Aim A ▸ From the post about lifting a toolchest lid, list every measurement the writer gives for the planned piece.

Source passage ▸
# Hatchback Cylinders...



## 33706 (Mar 5, 2008)

I am pulling together some design ideas for a floor-model Gentleman's toolchest/workbench. I want to make a top for it to disguise what it is when it's not being used. In other words, I want the "lid" to be used for storage, when opened, for saws, chisels, and the tools I most often reach for. The lid will be approx 60 inches wide by 27 inches, and perhaps 6 inches deep.
This will necessitate some sort of lifting accessory, as the whole works will be perhaps 100 pounds heavy. I've thought of Murphy wall-bed hardware applied to the design, but I wonder if those gas-filled cylinders used for hoods and trunk lids would work?? Has anyone ever tried adapting these to a lid-lifting application? Other than trial and error, is there some way of knowing which cylinders would be right for this type of application?
Here's a pic of the item that inspired me: 


As you can see, the lid lowers onto the bench top when it's not in use. This particular toolchest was featured in LJ in a thread about eBay postings, perhaps a year ago. I intend to make full use of that vertical space with tools securely stowed in the top, unlike the way that space is under-utilized in the photo.

Location identification items ▸
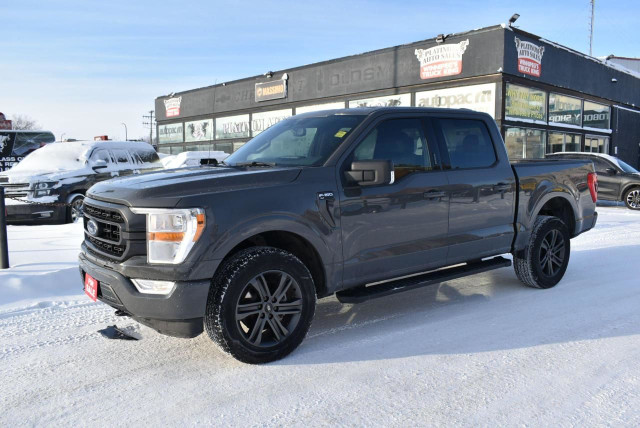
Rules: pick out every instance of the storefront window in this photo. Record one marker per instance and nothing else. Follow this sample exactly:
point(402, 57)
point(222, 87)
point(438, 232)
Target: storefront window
point(596, 115)
point(564, 109)
point(263, 120)
point(319, 107)
point(232, 127)
point(171, 133)
point(198, 130)
point(401, 100)
point(563, 142)
point(525, 103)
point(524, 143)
point(596, 144)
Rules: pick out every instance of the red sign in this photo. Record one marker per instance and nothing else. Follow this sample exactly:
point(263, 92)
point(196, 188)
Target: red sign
point(172, 106)
point(441, 60)
point(91, 287)
point(529, 57)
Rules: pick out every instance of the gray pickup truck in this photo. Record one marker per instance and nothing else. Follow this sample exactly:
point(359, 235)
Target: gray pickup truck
point(360, 203)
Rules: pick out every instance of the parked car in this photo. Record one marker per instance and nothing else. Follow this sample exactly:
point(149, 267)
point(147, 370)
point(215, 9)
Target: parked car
point(360, 203)
point(186, 159)
point(617, 181)
point(16, 144)
point(49, 185)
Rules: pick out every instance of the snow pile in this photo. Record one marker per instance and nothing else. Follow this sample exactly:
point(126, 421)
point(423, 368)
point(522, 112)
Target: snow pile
point(478, 351)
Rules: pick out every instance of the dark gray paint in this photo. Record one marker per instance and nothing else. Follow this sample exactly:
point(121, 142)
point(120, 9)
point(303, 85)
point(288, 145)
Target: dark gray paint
point(379, 232)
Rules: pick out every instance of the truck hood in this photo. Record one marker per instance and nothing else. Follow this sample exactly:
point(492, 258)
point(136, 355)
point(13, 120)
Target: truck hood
point(166, 188)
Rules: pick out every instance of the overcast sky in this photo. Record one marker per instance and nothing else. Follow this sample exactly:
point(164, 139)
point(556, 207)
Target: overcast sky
point(83, 67)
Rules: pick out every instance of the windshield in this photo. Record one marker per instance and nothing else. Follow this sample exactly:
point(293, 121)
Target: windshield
point(54, 157)
point(626, 167)
point(297, 141)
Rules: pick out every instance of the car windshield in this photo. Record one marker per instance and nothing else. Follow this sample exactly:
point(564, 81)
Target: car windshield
point(297, 141)
point(54, 157)
point(626, 167)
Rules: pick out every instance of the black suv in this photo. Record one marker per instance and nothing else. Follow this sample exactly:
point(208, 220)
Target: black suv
point(617, 180)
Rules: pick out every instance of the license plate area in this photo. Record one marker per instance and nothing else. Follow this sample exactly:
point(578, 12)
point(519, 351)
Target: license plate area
point(91, 287)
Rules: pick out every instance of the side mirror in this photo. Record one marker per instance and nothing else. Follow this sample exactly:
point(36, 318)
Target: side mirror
point(99, 164)
point(370, 172)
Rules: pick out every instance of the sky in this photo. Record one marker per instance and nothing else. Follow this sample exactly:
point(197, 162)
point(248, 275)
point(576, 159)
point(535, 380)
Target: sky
point(82, 68)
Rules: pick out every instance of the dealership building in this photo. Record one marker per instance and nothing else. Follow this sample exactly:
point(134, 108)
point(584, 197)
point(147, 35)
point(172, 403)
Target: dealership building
point(544, 97)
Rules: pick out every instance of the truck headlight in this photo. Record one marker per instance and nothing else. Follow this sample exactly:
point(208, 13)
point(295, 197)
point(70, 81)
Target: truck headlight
point(171, 233)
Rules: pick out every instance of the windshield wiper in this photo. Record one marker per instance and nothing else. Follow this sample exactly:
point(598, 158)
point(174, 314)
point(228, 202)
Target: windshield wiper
point(255, 163)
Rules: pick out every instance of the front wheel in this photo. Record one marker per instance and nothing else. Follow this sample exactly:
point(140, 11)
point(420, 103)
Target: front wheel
point(260, 305)
point(632, 198)
point(544, 260)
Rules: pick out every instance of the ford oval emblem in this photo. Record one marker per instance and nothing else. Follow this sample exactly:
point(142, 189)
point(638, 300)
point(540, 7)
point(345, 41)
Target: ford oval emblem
point(92, 228)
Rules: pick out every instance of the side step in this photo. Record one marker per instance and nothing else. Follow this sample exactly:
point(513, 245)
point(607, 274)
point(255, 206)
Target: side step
point(364, 293)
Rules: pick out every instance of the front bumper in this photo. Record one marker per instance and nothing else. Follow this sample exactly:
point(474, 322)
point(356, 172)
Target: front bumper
point(33, 213)
point(177, 314)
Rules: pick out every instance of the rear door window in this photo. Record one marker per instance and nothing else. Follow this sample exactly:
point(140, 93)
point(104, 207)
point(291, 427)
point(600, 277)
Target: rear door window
point(468, 143)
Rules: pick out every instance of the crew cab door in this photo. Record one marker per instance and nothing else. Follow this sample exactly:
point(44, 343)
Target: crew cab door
point(481, 187)
point(397, 228)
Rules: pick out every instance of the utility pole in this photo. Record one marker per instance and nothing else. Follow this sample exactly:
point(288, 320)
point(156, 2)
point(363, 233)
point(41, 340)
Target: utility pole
point(593, 13)
point(149, 120)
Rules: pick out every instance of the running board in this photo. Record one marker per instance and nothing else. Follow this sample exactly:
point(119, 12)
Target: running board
point(364, 293)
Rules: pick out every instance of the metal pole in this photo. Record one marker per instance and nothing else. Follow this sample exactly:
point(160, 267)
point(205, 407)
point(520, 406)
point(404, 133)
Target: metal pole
point(4, 249)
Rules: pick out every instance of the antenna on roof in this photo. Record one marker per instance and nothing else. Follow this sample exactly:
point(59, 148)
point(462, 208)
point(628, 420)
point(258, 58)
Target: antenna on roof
point(593, 14)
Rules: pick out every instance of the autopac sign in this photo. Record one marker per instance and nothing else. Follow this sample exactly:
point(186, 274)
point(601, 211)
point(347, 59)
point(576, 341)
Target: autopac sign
point(266, 91)
point(529, 57)
point(441, 60)
point(4, 123)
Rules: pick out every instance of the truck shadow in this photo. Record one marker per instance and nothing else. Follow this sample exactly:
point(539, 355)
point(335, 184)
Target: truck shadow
point(482, 313)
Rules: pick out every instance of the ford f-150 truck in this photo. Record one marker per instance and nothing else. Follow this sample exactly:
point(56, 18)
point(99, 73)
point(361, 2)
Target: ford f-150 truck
point(360, 203)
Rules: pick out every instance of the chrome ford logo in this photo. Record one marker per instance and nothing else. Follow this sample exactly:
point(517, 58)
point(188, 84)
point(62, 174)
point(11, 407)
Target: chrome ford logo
point(92, 227)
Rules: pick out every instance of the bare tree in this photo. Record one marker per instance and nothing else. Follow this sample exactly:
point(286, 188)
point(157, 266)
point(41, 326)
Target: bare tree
point(20, 121)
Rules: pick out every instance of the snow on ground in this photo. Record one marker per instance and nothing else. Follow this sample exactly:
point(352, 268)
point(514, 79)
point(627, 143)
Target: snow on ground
point(482, 350)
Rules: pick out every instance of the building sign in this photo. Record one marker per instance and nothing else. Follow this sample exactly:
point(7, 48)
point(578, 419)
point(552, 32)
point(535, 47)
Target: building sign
point(401, 100)
point(529, 57)
point(172, 106)
point(596, 115)
point(564, 109)
point(4, 123)
point(232, 127)
point(476, 97)
point(172, 133)
point(525, 104)
point(199, 130)
point(441, 60)
point(319, 107)
point(273, 90)
point(261, 121)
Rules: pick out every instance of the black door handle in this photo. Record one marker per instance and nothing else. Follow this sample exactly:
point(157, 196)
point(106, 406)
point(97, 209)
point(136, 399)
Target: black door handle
point(434, 194)
point(501, 187)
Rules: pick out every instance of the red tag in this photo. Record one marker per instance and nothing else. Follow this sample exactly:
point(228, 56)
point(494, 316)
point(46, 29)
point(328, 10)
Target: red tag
point(91, 287)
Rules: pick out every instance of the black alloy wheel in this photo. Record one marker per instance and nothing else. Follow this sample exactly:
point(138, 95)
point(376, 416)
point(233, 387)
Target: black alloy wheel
point(269, 308)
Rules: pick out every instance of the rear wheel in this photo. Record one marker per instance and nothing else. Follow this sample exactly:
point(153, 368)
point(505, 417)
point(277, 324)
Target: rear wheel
point(261, 305)
point(632, 198)
point(544, 261)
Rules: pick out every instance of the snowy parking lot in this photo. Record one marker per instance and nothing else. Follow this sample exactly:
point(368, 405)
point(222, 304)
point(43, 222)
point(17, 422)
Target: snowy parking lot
point(482, 350)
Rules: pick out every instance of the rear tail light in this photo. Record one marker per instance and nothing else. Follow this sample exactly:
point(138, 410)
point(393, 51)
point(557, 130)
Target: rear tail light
point(592, 180)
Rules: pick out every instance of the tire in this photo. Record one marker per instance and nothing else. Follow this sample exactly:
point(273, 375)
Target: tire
point(242, 316)
point(74, 212)
point(632, 198)
point(535, 266)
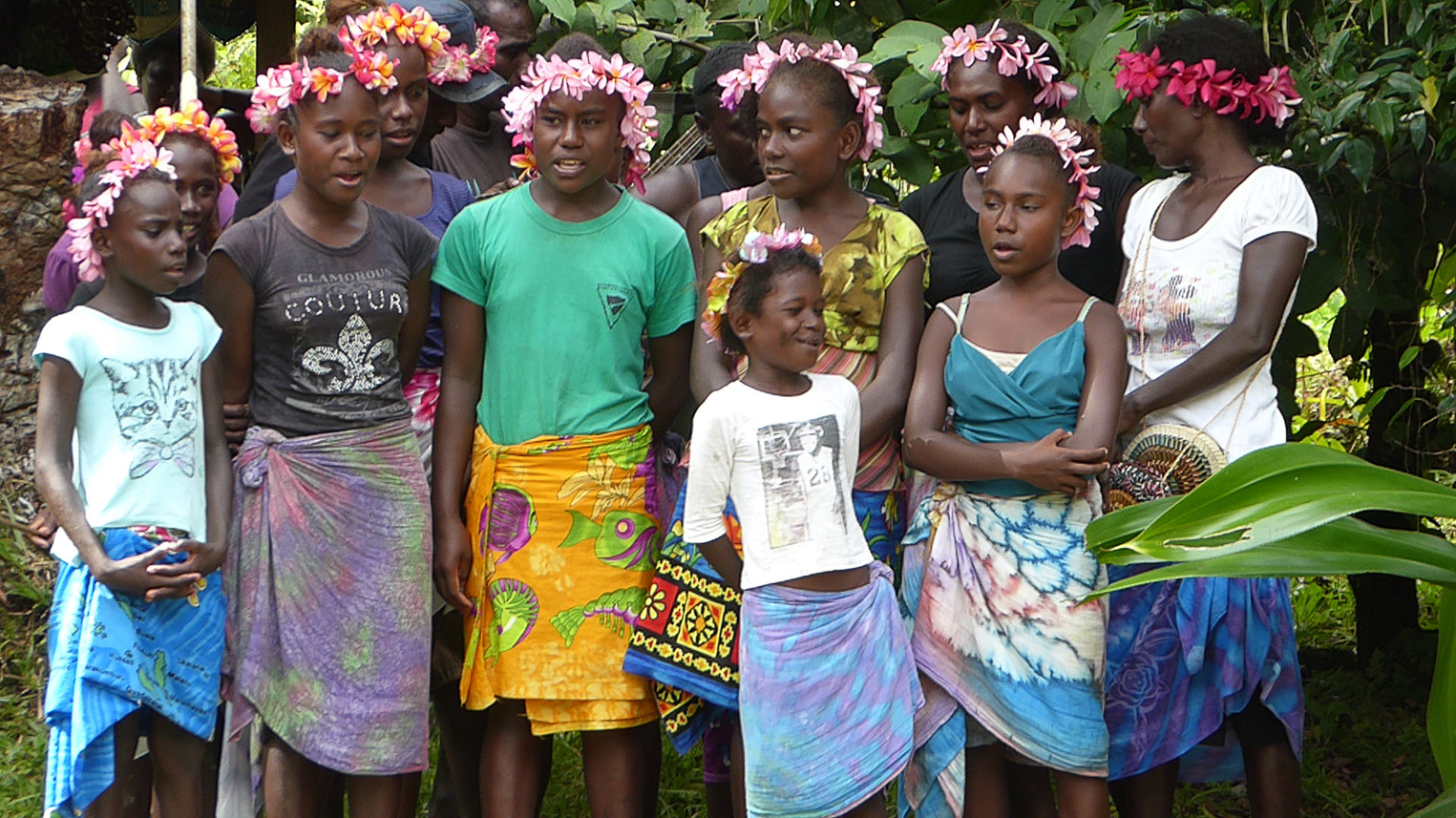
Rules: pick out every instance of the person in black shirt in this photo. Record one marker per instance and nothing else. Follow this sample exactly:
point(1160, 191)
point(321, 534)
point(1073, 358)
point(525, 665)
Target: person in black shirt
point(983, 104)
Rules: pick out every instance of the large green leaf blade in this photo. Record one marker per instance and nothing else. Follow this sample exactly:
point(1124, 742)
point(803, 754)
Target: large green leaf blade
point(1340, 548)
point(1273, 493)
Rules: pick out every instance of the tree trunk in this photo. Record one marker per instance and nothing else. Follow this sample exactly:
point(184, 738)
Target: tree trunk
point(1385, 606)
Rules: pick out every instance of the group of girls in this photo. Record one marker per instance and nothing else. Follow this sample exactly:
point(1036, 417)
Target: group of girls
point(826, 612)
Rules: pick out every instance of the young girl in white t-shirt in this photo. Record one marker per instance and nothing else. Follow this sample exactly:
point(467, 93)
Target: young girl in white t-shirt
point(827, 687)
point(130, 456)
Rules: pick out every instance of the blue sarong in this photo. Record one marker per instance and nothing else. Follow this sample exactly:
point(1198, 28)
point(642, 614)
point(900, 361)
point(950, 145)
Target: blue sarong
point(686, 638)
point(114, 654)
point(1009, 652)
point(827, 696)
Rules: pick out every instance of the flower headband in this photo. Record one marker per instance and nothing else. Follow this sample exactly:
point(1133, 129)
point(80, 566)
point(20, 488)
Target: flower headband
point(136, 155)
point(1079, 163)
point(191, 118)
point(1012, 57)
point(576, 77)
point(285, 86)
point(446, 63)
point(756, 69)
point(1226, 92)
point(754, 249)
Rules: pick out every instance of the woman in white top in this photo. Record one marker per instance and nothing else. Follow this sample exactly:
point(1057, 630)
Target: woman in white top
point(1201, 679)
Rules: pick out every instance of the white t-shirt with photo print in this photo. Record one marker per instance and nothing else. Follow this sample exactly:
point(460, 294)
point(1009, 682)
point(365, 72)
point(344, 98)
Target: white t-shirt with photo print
point(788, 465)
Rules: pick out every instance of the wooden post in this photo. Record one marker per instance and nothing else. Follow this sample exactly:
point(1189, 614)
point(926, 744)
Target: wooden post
point(275, 22)
point(186, 89)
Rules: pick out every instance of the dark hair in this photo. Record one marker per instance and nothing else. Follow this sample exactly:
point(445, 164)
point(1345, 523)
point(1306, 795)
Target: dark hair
point(754, 284)
point(169, 46)
point(318, 41)
point(1231, 44)
point(482, 10)
point(717, 63)
point(574, 46)
point(1042, 147)
point(820, 80)
point(105, 127)
point(1034, 41)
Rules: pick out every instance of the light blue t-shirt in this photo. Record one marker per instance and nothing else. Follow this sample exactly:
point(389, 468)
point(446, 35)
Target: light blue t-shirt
point(565, 310)
point(137, 451)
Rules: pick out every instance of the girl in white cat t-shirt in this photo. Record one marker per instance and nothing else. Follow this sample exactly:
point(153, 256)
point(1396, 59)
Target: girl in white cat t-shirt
point(827, 687)
point(130, 456)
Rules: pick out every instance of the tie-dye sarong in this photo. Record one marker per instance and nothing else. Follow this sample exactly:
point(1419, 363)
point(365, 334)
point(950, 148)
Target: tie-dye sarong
point(829, 695)
point(1005, 649)
point(329, 579)
point(113, 654)
point(566, 535)
point(687, 637)
point(1184, 655)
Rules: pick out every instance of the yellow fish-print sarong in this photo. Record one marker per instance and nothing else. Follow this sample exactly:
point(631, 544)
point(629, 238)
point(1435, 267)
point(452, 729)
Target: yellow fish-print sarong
point(565, 535)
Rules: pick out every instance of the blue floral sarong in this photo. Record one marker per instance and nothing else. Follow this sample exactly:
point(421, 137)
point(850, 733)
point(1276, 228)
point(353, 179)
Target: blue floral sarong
point(1008, 651)
point(829, 696)
point(114, 654)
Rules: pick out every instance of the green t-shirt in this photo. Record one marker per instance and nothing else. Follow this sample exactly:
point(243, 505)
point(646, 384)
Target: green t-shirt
point(565, 310)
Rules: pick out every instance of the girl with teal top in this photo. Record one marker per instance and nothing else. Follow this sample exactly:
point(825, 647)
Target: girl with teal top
point(995, 563)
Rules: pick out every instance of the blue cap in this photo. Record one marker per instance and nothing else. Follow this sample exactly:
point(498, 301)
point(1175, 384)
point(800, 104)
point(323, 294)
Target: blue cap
point(456, 16)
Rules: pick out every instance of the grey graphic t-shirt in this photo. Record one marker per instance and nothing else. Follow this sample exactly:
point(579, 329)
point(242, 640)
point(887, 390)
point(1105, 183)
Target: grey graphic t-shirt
point(327, 321)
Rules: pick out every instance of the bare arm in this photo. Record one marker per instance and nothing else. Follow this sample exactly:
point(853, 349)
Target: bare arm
point(1106, 361)
point(207, 556)
point(673, 191)
point(667, 391)
point(412, 333)
point(54, 426)
point(951, 457)
point(463, 322)
point(1267, 279)
point(882, 401)
point(724, 559)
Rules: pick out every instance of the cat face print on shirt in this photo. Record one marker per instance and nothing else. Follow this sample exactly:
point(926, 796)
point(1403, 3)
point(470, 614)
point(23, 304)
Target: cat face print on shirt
point(156, 404)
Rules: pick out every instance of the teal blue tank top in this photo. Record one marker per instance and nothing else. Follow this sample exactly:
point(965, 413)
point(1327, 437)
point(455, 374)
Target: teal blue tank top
point(1043, 393)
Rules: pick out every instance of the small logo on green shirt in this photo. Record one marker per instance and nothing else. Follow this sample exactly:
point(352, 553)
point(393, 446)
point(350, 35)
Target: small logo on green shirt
point(613, 300)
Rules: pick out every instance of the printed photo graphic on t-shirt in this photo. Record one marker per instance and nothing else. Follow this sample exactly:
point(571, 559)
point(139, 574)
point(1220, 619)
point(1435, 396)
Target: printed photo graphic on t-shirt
point(803, 491)
point(358, 363)
point(156, 410)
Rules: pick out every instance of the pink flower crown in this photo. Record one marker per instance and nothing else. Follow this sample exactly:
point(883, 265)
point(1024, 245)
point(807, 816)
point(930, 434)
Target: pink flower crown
point(576, 77)
point(1226, 92)
point(1078, 162)
point(754, 249)
point(191, 118)
point(446, 63)
point(759, 66)
point(285, 86)
point(1012, 57)
point(136, 155)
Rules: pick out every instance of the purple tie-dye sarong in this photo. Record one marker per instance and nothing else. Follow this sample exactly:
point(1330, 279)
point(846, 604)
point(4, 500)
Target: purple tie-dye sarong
point(327, 587)
point(827, 692)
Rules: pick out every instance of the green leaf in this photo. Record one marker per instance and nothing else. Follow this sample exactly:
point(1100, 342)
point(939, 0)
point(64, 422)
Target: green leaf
point(910, 114)
point(1408, 355)
point(1445, 804)
point(1430, 94)
point(1440, 715)
point(1089, 36)
point(1344, 108)
point(563, 10)
point(1269, 495)
point(1361, 157)
point(1048, 11)
point(1340, 548)
point(1381, 118)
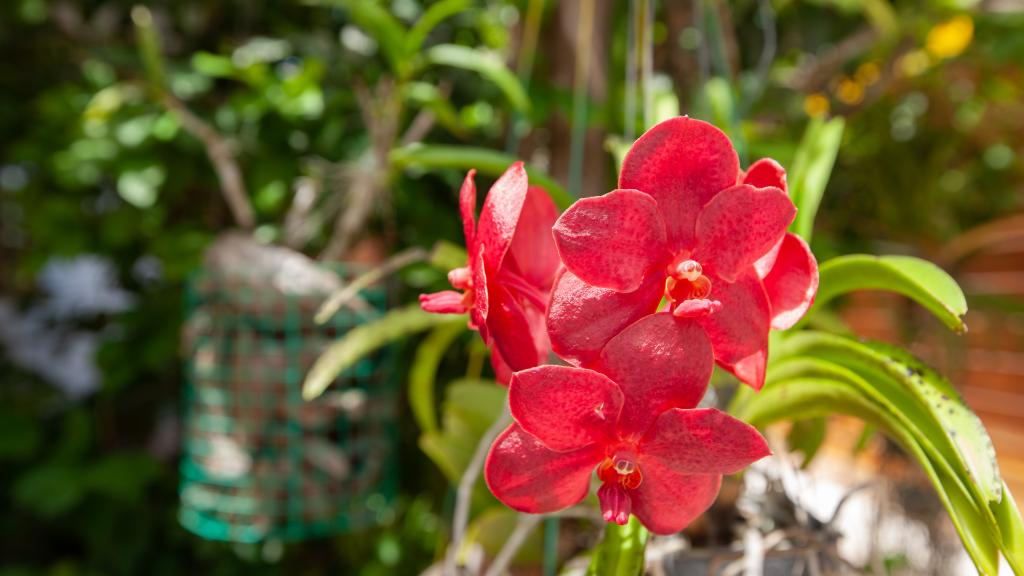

Aim B ▸ In the records, swap "instance" for "occurrence" in everything from the line containing "Rules: pick out every instance of the tree" down to the line containing "point(826, 612)", and return only those lines.

Task output A ▸
- approx 60 inches wide
- 27 inches
- perhaps 6 inches deep
- perhaps 100 pounds

Task output B ▸
Rules: pick out every occurrence of the tree trunk in this photo. Record one marker per occurrence and nothing else. Follow this sample exactly:
point(184, 738)
Target: tree trunk
point(1385, 606)
Rules: pick out every occurrence of the group of girls in this photo. Record one marker per occurrence and nothing else. Follow this sample exactly:
point(1036, 417)
Target: group of girls
point(826, 612)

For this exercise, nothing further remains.